**EXERCISE DIRECTIONS:** Could you update the data below so that each "Labeling tool prompt" becomes "Annotation request", with nothing else changed?

** begin EXERCISE INPUTS **

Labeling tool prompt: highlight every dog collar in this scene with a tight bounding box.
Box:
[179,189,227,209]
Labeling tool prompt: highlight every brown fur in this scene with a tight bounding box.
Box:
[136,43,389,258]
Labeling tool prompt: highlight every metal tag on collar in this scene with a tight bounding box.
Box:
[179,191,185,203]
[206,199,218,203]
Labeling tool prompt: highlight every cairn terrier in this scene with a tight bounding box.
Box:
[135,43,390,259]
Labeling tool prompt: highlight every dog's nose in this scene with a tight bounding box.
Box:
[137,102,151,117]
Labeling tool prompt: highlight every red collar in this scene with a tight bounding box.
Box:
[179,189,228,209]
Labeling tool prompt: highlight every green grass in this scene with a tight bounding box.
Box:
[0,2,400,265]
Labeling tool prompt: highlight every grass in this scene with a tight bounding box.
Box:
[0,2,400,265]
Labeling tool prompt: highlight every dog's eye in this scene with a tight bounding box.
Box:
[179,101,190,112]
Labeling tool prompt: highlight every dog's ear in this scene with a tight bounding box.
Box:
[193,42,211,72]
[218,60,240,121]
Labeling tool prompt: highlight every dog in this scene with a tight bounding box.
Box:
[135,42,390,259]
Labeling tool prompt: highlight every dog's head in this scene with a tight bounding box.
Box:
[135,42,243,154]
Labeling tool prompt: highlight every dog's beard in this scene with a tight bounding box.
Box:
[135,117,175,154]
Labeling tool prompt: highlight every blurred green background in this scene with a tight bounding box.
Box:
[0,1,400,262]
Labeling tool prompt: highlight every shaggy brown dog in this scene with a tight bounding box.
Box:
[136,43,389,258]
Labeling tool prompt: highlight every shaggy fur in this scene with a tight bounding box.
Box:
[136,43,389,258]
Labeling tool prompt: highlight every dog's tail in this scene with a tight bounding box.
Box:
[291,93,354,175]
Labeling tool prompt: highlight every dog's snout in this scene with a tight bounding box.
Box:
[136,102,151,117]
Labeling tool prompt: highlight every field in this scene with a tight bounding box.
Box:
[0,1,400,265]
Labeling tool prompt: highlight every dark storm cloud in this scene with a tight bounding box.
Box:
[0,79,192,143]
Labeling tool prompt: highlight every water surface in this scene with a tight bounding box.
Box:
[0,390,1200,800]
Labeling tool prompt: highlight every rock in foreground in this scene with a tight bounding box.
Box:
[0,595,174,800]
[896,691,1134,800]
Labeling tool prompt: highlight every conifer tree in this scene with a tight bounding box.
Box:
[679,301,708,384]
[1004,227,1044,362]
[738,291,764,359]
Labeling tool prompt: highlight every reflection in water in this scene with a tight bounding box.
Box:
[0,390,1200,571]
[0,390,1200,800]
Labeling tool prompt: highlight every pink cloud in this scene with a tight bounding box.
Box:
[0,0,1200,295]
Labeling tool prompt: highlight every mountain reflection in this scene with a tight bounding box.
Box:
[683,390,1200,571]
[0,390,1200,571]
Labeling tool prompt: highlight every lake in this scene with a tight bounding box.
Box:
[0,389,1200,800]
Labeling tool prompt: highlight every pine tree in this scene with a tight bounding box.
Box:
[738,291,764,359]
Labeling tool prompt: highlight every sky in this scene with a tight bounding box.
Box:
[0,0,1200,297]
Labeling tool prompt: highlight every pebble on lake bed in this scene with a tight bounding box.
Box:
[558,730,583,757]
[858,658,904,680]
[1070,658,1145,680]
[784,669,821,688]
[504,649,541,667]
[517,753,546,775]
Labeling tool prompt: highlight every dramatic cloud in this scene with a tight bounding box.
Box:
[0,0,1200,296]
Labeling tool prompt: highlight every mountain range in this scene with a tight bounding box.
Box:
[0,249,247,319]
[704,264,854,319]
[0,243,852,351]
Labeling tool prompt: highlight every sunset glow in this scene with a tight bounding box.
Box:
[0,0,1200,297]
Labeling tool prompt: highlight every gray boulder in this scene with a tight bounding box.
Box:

** end EXERCISE INPUTS **

**SOLVED EXERCISE:**
Annotation request: highlight every dog collar in this scene with a tight bounding box.
Box:
[179,189,227,209]
Annotation request: highlight every brown fur in this scene with a tight bounding box.
Box:
[136,43,389,258]
Annotation request: highlight every metal tag on collar in this scene with a tight bounding box.
Box:
[179,191,185,203]
[206,199,218,203]
Annotation request: highlight every cairn terrier in this scene with a tight bounding box.
Box:
[135,43,390,259]
Annotation request: highlight every dog's nose in this scene with a tight bounding box.
Box:
[137,102,151,117]
Annotation request: highlight every red collar in this scene with a tight bounding box.
Box:
[179,189,228,209]
Annotation request: highlight every green grass in this scene with a tight bounding box.
Box:
[0,2,400,265]
Annotation request: highlight every grass in this scene with a tight bounding box.
Box:
[0,2,400,265]
Annotation request: highlight every dog's eye in this scene with a tight bounding box.
Box:
[179,101,190,112]
Annotation request: highlight every dog's ear in this scene with a tight bounding box.
Box:
[193,42,211,72]
[218,60,240,121]
Annotation request: highlight every dog in this scene with a tight bounding box.
Box:
[135,42,390,259]
Annotation request: highlight every dog's head in this scene with a tight bounding box.
Box:
[135,42,243,154]
Annotation request: highlight every dog's beard in this scene with a tight bounding box.
Box:
[135,117,175,154]
Annotation request: highlight every blurred green background in this scene with a tight bounding box.
Box:
[0,1,400,262]
Annotation request: highlight every shaggy brown dog in this scene with a tight bounding box.
Box:
[136,43,389,258]
Annotation request: highlight every shaggy fur in this scene with a tight bounding box.
Box:
[136,43,389,258]
Annotation request: highlight every dog's tail in this scene with a tight bounding box.
Box:
[291,93,354,175]
Annotation request: highlight every dog's snout in this scene with a tight bounding box.
Box:
[136,102,151,117]
Annotation request: highlight every field in this scene with a tight bounding box.
Box:
[0,1,400,265]
Annotation request: highlight every dark storm cloud in this scene with a tight bounding box.
Box:
[0,79,192,143]
Annotation request: highlight every water surface in this scene with a tight bounding box.
Box:
[0,390,1200,800]
Annotation request: highlight every rock in foreground in this scene with a tight bounding box.
Box:
[0,595,174,800]
[896,691,1134,800]
Annotation request: highlight every conifer tree in this scene with a tight bounding box.
Box:
[679,301,708,384]
[1004,227,1044,362]
[738,291,764,359]
Annotation request: highlight every reflection in water in this scene with a tight bounding box.
Box:
[0,390,1200,571]
[0,390,1200,800]
Annotation request: highlight every pink cloud in this scene with a tight bounding box.
Box:
[0,0,1200,295]
Annotation request: highlight every mountain reflection in this scene with a tight bounding box.
Box:
[683,390,1200,571]
[0,390,1200,571]
Annotation request: highlight every lake in this scene with a tight bounding box.
Box:
[0,389,1200,800]
Annotation request: highlight every pine tree in this scene with a tight bounding box.
Box:
[738,291,764,359]
Annotation request: highlight every sky in this scene with a tight bounding box.
Box:
[0,0,1200,297]
Annotation request: highlight every pebble on lake bed in this scene with a tight bounding box.
Box:
[558,730,583,757]
[858,658,904,680]
[1070,658,1145,680]
[784,669,821,688]
[504,649,541,667]
[517,753,546,775]
Annotation request: highlight every dramatic cloud in this scene with a tight bounding box.
Box:
[0,0,1200,296]
Annotation request: highlight every mountain range in this scene with a tight bounding box.
Box:
[0,249,247,319]
[704,264,854,319]
[0,243,852,351]
Annotation request: highlight every sunset glow in this scene with a tight bounding box.
Box:
[0,0,1200,297]
Annotation request: highlight every gray boulder in this scene with a tight bounding box.
Box:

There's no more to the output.